## Tasks to carry out
**A)** For the text on self-efficacy, decide whether each statement below agrees with it. Answer yes or no for each, and quote the deciding words of the text.
(i) The World Economic Forum released the Future of Jobs Report 2023 in May 2023.
(ii) According to the report, the top two skills for workers in 2023 are communication and teamwork.
(iii) Albert Bandura alone pioneered the idea of self-efficacy.
**B)** In the text on self-efficacy, what is the idea that Albert Bandura and Icek Ajzen pioneered?
**C)** Continue the text on self-efficacy as a skill for workers, starting after its last sentence.

## Text excerpt
-=-=-
Self-Efficacy: A Critical Skill for Workers Now and in the Future
I’ve spent a lot of my career focused on talent development – either as a people leader, helping companies attract and retain talent, or – most recently – providing opportunities for youth to figure out what they want to do and how they can get there.
As part of this work, I love to stay abreast of trends related to the “future of work”.
In May 2023, the World Economic Forum released the Future of Jobs Report 2023. There was lots of interesting information (and fuel for future blogs!) but I was struck by what was identified as the most important skills for workers in 2023, and how well JA learning experiences help youth develop those skills.
According to the Future of Jobs report, the top two skills for workers in 2023 are analytical and creative thinking skills. The most important skills all relate to self-efficacy: resilience, flexibility and agility; motivation and self-awareness; and curiosity and lifelong learning.
Albert Bandura and Icek Ajzen pioneered the idea of self-efficacy: that people who believe they will succeed are more likely than others to actually succeed. (You can read more about self-efficacy in Asheesh Advani’s 2017 post here).
-=-=-
## Dataset records
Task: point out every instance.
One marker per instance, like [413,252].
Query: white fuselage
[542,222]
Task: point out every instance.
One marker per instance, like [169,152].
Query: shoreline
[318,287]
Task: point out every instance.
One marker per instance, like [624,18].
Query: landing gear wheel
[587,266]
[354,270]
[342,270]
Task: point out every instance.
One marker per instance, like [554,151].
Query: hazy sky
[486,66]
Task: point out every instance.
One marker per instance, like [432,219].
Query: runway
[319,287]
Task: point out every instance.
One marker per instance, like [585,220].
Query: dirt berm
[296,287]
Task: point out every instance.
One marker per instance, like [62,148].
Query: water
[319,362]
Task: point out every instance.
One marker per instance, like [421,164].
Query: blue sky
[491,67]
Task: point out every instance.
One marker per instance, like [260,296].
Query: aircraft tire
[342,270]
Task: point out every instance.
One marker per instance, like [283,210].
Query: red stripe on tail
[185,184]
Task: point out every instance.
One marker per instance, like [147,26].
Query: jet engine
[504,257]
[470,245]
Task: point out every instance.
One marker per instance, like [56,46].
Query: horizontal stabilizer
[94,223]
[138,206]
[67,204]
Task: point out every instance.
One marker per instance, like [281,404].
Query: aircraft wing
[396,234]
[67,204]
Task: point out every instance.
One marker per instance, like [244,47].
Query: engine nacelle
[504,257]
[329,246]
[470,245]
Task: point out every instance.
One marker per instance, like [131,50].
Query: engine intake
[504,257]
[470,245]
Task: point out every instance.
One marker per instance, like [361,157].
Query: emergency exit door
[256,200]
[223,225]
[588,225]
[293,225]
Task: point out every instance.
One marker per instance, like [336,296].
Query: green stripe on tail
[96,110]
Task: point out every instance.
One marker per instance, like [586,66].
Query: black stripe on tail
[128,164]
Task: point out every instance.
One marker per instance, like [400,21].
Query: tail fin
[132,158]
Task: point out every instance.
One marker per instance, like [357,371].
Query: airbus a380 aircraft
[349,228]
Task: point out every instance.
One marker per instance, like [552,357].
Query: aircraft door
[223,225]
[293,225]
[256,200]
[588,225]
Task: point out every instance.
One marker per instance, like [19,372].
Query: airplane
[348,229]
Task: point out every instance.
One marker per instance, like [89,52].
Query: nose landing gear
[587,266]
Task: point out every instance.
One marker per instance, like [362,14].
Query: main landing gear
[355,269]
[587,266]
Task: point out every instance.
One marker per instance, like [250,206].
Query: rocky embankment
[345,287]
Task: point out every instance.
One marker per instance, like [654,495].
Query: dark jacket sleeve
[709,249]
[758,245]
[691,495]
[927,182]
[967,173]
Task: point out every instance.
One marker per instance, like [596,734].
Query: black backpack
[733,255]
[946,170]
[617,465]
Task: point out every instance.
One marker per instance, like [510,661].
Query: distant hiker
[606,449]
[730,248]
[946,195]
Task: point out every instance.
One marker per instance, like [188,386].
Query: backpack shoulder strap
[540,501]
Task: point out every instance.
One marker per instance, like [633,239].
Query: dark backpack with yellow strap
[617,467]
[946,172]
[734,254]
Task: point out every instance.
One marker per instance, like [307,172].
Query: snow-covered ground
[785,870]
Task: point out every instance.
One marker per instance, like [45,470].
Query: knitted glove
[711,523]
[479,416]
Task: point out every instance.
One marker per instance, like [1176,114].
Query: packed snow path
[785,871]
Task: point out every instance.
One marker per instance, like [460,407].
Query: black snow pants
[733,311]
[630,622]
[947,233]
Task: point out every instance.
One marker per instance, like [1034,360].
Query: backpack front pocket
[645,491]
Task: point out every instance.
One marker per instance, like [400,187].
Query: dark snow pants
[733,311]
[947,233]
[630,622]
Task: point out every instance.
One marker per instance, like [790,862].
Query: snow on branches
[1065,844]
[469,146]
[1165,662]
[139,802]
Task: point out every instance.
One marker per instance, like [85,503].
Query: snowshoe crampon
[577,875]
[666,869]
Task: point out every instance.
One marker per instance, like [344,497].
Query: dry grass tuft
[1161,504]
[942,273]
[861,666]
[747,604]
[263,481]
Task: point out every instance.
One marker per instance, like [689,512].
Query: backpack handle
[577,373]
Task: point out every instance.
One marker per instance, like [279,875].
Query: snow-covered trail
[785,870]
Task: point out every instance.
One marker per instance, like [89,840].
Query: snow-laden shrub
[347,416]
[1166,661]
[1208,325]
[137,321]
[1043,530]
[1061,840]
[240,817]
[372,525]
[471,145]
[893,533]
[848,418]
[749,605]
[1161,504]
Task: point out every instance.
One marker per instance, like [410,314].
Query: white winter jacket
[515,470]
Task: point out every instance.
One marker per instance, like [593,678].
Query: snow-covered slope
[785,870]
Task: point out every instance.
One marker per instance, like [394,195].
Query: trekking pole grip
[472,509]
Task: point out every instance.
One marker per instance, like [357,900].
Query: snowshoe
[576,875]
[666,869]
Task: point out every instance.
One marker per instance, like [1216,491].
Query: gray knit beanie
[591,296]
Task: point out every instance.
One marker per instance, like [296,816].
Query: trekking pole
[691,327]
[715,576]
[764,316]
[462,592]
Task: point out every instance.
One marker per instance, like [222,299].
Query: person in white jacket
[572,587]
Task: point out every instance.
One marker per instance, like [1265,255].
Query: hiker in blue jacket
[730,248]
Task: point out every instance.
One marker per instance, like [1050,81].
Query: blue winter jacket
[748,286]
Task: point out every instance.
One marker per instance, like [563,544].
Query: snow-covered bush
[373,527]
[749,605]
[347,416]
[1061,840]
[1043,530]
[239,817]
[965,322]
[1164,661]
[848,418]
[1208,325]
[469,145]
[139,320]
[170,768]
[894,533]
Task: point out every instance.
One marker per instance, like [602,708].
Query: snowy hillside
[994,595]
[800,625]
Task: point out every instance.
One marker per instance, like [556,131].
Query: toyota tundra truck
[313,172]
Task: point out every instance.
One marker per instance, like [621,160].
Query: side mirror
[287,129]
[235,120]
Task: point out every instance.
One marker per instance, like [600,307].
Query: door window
-=-=-
## Numbered responses
**A)**
(i) Yes: "In May 2023, the World Economic Forum released the Future of Jobs Report 2023."
(ii) No: "the top two skills for workers in 2023 are analytical and creative thinking skills."
(iii) No: "Albert Bandura and Icek Ajzen pioneered the idea of self-efficacy"

**B)** Self-efficacy is the idea that people who believe they will succeed are more likely than others to actually succeed.

**C)**
In Self-Efficacy: The Exercise of Control, Bandura suggested four ways to increase self-efficacy:
- Mastering skills through hands-on experience
- Observing others with self-efficacy achieve success
- Hearing that others believe in one’s ability to succeed
- Rerouting negative thoughts into positive ones
Through JA’s immersive, hands-on learning experiences, students have an opportunity to master skills – everything from budgeting to starting a business – which is one of the most important ways to develop self-efficacy. I love to see when a student has an “a-ha” moment or shares the sense of satisfaction they’ve achieved by overcoming an obstacle. Those are the signs they’re developing self-efficacy…a vital skill for now and in the future.
As leaders, you may have seen your staff exhibit signs of self-efficacy (probably a lot during the pandemic, but hopefully you’re still seeing them on a regular basis). How do you help them develop those attitudes and behaviours on a regular basis?
Over the coming months, we’ll be posting regular blogs about JA’s three pillars: financial health, work readiness and entrepreneurship. We hope you’ll learn something or be inspired to share our vision of a world in which young people have the skillset and mindset to create thriving communities.